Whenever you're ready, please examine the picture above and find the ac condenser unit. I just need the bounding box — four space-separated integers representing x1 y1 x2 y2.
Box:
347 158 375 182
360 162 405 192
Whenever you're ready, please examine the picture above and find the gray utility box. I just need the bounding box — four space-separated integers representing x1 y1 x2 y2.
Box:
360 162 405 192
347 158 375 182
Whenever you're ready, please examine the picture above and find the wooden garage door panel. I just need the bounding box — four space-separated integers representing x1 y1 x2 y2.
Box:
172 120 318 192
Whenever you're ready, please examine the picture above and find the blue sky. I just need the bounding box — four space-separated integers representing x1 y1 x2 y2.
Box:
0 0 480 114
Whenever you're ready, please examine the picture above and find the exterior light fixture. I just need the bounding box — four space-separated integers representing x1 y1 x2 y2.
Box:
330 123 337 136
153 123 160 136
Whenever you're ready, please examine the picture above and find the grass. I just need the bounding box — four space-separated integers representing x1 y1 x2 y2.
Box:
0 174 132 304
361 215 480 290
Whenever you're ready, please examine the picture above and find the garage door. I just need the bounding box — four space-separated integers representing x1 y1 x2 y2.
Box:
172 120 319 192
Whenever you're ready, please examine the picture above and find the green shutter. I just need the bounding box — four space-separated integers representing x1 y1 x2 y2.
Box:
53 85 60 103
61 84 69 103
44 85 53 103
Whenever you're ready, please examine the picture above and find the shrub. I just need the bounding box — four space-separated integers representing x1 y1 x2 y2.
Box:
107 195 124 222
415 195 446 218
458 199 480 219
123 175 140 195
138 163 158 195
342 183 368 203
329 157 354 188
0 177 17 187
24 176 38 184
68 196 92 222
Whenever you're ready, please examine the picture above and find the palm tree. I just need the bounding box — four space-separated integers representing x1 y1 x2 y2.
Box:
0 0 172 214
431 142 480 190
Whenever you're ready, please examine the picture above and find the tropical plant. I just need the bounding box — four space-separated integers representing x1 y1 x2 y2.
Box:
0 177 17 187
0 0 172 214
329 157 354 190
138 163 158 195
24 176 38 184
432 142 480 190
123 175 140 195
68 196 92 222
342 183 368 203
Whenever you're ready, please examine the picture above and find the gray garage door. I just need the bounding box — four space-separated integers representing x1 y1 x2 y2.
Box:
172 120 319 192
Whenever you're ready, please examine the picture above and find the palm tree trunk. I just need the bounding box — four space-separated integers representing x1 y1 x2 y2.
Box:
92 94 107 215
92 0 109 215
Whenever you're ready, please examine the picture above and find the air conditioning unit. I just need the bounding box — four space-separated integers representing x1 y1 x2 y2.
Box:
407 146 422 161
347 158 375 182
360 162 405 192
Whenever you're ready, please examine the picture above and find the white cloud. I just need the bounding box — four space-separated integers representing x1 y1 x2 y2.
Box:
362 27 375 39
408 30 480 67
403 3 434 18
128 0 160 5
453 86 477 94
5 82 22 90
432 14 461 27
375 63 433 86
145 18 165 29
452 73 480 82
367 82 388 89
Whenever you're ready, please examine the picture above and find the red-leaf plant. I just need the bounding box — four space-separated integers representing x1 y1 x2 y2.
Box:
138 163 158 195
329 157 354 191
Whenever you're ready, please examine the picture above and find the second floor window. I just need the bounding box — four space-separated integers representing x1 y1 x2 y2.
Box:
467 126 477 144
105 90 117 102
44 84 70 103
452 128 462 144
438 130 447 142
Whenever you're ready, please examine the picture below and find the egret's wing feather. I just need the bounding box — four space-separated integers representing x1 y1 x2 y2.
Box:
============================================================
◆ **WORK REQUIRED**
Rewrite all of the material above, changing "bounding box" to "enclosing rectangle" wherever it occurs and leaving every other word as it is.

◆ **ANSWER TO THIS EXERCISE**
Whenever you're ready, please examine the picture above and find the ac condenser unit. I just need the enclosing rectangle — four space-separated integers representing x1 y1 x2 y2.
Box:
347 158 375 182
360 162 405 192
Whenever you're ready, please examine the picture above and find the gray utility box. I just need the enclosing rectangle — four space-separated integers representing x1 y1 x2 y2.
Box:
360 162 405 192
347 158 375 182
Whenever you're ready, please examine the picture above and find the wooden garage door panel. I just need the enclosing rectangle — four space-separated integers representing x1 y1 x2 y2.
Box:
172 120 318 192
Whenever you're ready, please examine the picture above and find the blue sky. I just need the enclosing rectangle — four space-separated integers representing x1 y1 x2 y2.
Box:
0 0 480 114
Whenever you're ready, please examine the picture above and find the exterior light fixture. I just need the enclosing rectangle — four space-separated integers representing x1 y1 x2 y2.
Box:
330 123 337 136
153 123 160 136
Whenever you're ready, please examine the picture above and find the grass. I just need the enclosing rectangle — four space-separated integers representing x1 y1 x2 y2.
Box:
0 174 132 304
361 215 480 290
Whenever you're ready, please examine the picture above and find the garage door. I just need the enclosing rectangle — four space-separated integers representing x1 y1 x2 y2.
Box:
172 120 319 192
Whenever you're ready, please examine the picture above and find the green shutter. I just need the enclosing rectangle — four space-separated integers representing x1 y1 x2 y2.
Box:
53 85 60 103
61 84 69 103
44 85 53 103
Whenever you're ready, please examine the picture above and find the shrub. I just need the enclosing rectangle — four space-separated integers representing x1 y1 x2 y2.
Box:
107 195 124 222
415 195 446 218
458 199 480 219
123 175 140 195
138 163 158 195
342 183 368 203
329 157 354 188
0 177 17 187
24 176 38 184
68 196 92 222
Whenever you're ready, please examine the picture above and find the palm tree. I just need the enclosing rectangle — four space-separated integers representing x1 y1 x2 y2.
Box:
0 0 172 214
431 142 480 190
Whenever you're ready, please examine the picture above and find the tropical plant. I just need the enclosing rectangle — four space-separated integers representing x1 y1 x2 y2.
Box:
0 177 17 187
0 0 172 214
329 157 354 190
138 163 158 195
24 176 38 184
432 142 480 190
123 175 140 195
68 196 92 222
342 183 368 203
Whenever you're ready, please examine the picture above and find the gray garage door. I just need the enclosing rectangle — four space-separated integers representing x1 y1 x2 y2.
Box:
172 120 319 192
Whenever you're ready, please examine the picture above and find the palm tree trunk. I just need the enclosing rectangle — four space-separated integers representing x1 y1 x2 y2.
Box:
92 94 107 215
92 0 109 215
Whenever you're ready, please examine the picture above and find the air conditioning unit. I just need the enclosing rectangle — four space-separated integers representing x1 y1 x2 y2.
Box:
407 146 422 161
347 158 375 182
360 162 405 192
Whenever you're ready, please examine the picture above and find the white cloud. I just need the enclosing rectangle — four space-separated integers representing x1 y1 x2 y2.
Box:
362 27 375 39
408 30 480 67
403 3 434 18
128 0 160 5
453 86 477 94
5 82 22 90
432 14 461 27
375 63 433 86
145 18 165 29
452 73 480 82
367 82 388 89
Whenever you're ready, please examine the picture above and find the red-leaf plant. I just need the enclosing rectangle — four space-separated integers representing x1 y1 x2 y2.
Box:
138 163 158 195
329 157 354 191
Whenever you're ready, please examine the picture above and find the second floor window. I just need the enclosing rectangle — four space-separated integers representing x1 y1 x2 y2.
Box:
467 126 477 144
105 90 117 102
44 84 70 103
452 128 462 144
438 130 447 142
Whenever you're ready, please examine the picture below and find the egret's wing feather. I just need the enclosing rectangle — four space-separated integers representing x1 y1 x2 y2.
Box:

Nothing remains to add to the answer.